**RECORD SET:**
━━━━━━━━
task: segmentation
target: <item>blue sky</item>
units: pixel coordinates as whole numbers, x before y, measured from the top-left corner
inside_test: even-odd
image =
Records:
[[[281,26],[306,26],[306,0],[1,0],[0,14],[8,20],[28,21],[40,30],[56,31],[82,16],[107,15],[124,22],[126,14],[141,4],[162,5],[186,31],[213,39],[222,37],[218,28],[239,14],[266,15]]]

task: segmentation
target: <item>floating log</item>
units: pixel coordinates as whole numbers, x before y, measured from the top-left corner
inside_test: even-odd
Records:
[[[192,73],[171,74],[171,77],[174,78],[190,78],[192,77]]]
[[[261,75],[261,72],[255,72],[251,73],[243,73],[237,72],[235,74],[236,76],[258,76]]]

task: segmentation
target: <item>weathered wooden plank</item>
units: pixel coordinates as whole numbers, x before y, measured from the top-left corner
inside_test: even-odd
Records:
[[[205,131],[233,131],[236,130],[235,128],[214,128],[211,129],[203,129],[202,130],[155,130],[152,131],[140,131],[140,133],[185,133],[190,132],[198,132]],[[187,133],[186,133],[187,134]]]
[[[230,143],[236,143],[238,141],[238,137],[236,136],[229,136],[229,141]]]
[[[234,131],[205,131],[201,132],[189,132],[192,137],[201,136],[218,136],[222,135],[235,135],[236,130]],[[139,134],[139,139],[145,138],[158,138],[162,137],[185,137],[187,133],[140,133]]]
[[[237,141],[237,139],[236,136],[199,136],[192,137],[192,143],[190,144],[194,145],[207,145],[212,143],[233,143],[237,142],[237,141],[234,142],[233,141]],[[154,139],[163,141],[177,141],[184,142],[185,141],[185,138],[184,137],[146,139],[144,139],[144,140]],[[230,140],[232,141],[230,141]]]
━━━━━━━━
**GOAL:**
Pick out every line of the listing that contains the string "target" and copy each such line in full.

**ANSWER TO THIS EXERCISE:**
target: <item>blue sky</item>
target: <item>floating log</item>
target: <item>weathered wooden plank</item>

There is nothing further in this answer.